Voters rally to politicians who promise plausibly to relieve their anxieties. So Massachusetts Republican Gov. Mitt Romney may gain an early edge from his state's radical health care reform. For him, it's a high stakes political gamble; for businesses and taxpayers in Massachusetts, it’s a bold policy gambit with uncertain consequences.

The plan combines mandates on individuals and employers with insurance deregulation and subsidies. With the state’s Medicaid waiver due to expire, lawmakers had to do something or risk the loss of federal dollars. House Democrats proposed a pay-or-play scheme with a 5- to 7-percent payroll tax on employers.

Michael Widmer, president of the Massachusetts Taxpayers Foundation, vigorously opposed the payroll tax and endorses the compromise legislation, which includes a $295 per worker assessment on firms that don't offer health insurance. (Lawmakers swiftly overrode Romney's assessment veto.) Employers who provide health insurance already pay into a state "free care" pool through their insurance premiums. The assessment spreads the obligation more equitably, says Widmer. Under the compromise, employers, while not required to provide insurance directly to employees, now "have an obligation to pay the costs of free care to cover [their] employees."

It's a "pretty modest assessment," agrees Richard Lord, president of Associated Industries of Massachusetts. Business didn't start out backing any employer mandates, as Massachusetts is "already a state with a high cost of doing business." As a compromise, though, he says it's reasonable and he generally supports the legislation.

As controversial as the fee is, the individual mandate attracts greater attention. This legislation makes Massachusetts the first state to compel citizens to buy health insurance, which backers liken to the requirement for car insurance. In The Wall Street Journal, Romney defended it, saying "... someone has to pay for health care...Either the individual pays or the taxpayers pay. A free ride on government is not libertarian."

The plan also permits insurers to offer more flexible and affordable policies, with fewer mandates and higher deductibles and co-pays. Major insurers are mostly noncommittal, while some question whether the legislation gives them enough flexibility. Folks with incomes up to 300 percent of the federal poverty line will be subsidized through the existing uninsured care fund.

__________________________________________________

» **THE TASK**
Proceed with the piece on the Massachusetts health care reform plan, picking up right after its final sentence.

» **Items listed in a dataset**
__________________________________________________

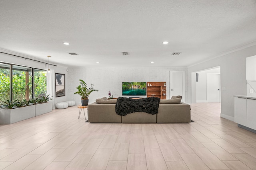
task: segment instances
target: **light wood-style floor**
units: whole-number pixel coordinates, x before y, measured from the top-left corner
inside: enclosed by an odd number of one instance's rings
[[[190,123],[90,123],[78,111],[0,125],[0,169],[256,170],[256,134],[218,103],[192,105]]]

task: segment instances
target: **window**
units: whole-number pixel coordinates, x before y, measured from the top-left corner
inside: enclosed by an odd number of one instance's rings
[[[8,99],[28,100],[46,94],[46,70],[0,63],[0,105]]]
[[[27,100],[32,97],[32,68],[12,66],[12,99]]]
[[[0,105],[10,99],[10,67],[9,64],[0,63]]]
[[[46,94],[46,71],[34,69],[34,96],[37,98],[40,94]]]

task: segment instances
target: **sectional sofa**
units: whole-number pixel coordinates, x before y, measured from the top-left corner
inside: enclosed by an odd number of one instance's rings
[[[174,96],[174,97],[176,96]],[[135,112],[125,116],[116,113],[116,99],[99,99],[88,106],[90,123],[172,123],[190,122],[190,106],[181,102],[181,99],[161,100],[157,114]]]

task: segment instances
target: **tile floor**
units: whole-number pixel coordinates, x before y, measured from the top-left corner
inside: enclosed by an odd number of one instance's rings
[[[0,125],[0,170],[256,170],[256,134],[219,103],[191,107],[190,123],[90,123],[74,106]]]

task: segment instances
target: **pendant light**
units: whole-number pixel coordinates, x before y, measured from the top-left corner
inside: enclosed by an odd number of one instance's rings
[[[50,55],[48,55],[48,72],[50,72],[50,57],[51,57]]]

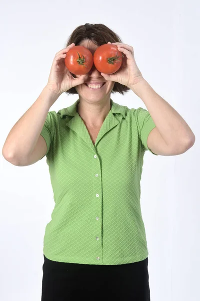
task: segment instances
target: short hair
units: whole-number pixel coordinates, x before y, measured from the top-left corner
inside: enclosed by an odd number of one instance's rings
[[[76,46],[78,45],[84,40],[90,40],[98,47],[107,44],[108,42],[122,43],[119,36],[106,25],[101,24],[86,23],[84,25],[80,25],[74,29],[70,36],[66,47],[66,48],[72,43],[74,43]],[[72,74],[71,72],[70,73]],[[124,92],[128,92],[130,88],[127,86],[116,82],[111,92],[118,92],[124,95]],[[68,95],[78,94],[75,87],[65,92]]]

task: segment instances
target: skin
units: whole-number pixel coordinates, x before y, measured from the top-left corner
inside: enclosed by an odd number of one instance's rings
[[[88,48],[92,55],[98,47],[90,40],[84,40],[80,45]],[[106,80],[94,64],[86,75],[84,82],[91,81],[106,82],[100,90],[90,90],[84,84],[76,86],[80,99],[78,111],[88,127],[98,128],[102,125],[110,110],[110,94],[115,82]]]

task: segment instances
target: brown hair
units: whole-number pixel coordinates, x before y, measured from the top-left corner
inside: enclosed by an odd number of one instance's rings
[[[106,25],[86,23],[84,25],[80,25],[74,29],[70,36],[66,47],[72,43],[74,43],[76,46],[78,45],[85,39],[90,40],[98,46],[107,44],[108,42],[122,43],[120,37]],[[76,77],[74,74],[72,76]],[[129,90],[130,88],[126,86],[116,82],[112,93],[118,92],[124,95],[124,92]],[[78,94],[74,87],[66,91],[66,93],[68,94]]]

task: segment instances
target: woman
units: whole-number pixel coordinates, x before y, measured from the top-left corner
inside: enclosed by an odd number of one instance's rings
[[[114,74],[100,73],[94,65],[76,76],[66,67],[64,59],[74,45],[94,54],[108,43],[124,55]],[[148,253],[140,206],[144,155],[148,150],[182,154],[195,137],[143,78],[132,47],[107,27],[79,26],[66,46],[56,54],[48,84],[3,150],[18,166],[46,156],[55,207],[44,238],[42,300],[148,301]],[[148,111],[110,98],[111,93],[130,90]],[[57,113],[48,111],[64,92],[78,99]]]

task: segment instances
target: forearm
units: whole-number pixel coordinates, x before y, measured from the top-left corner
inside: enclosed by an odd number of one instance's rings
[[[131,87],[142,100],[158,129],[169,145],[194,142],[192,129],[170,104],[161,97],[144,79]]]
[[[5,158],[20,160],[32,153],[49,111],[59,95],[45,87],[38,98],[12,127],[4,143]]]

__________________________________________________

» **EXERCISE OUTPUT**
The conservative Heritage Foundation worked with Romney's team to devise a state insurance clearinghouse to allow individuals and small business employees to buy portable policies and take advantage of federal tax breaks. Heritage's Edmund Haislmaier writes that the Massachusetts mandates may be "philosophically objectionable" but "unlikely to prove onerous in practice." More deregulation of the insurance market and expanded Health Savings Account plans will make it easier for individuals to meet their responsibilities.

Arnold Kling, an economist associated with the Cato Institute, derides "the Massachusetts delusion" on the TCS Daily blog. Reflecting libertarian objections (shared by many business owners), Kling says the plan moves away from market-oriented reform. Worse, it maintains the "myth that policy wonks can, with sheer cleverness, come up with a way to make health care affordable for everyone," without addressing the reasons costs are rising (discretionary spending, technology, and the like).

Already the lines are being drawn. Is the Massachusetts plan a stalking horse for single-payer led by a conservative Republican to applause from the Ted Kennedy wing of the Democratic Party? Or, has the state found that elusive middle ground that will allow market dynamics to help bring about universal coverage?

As Lord says, it's an experiment. Massachusetts has taken the first step on a long policy path, with many changes expected along the way. The unique combination of resources, politics, and external pressures in Massachusetts will limit the applicability of their solution to other states, although major facets of the proposal could travel easily.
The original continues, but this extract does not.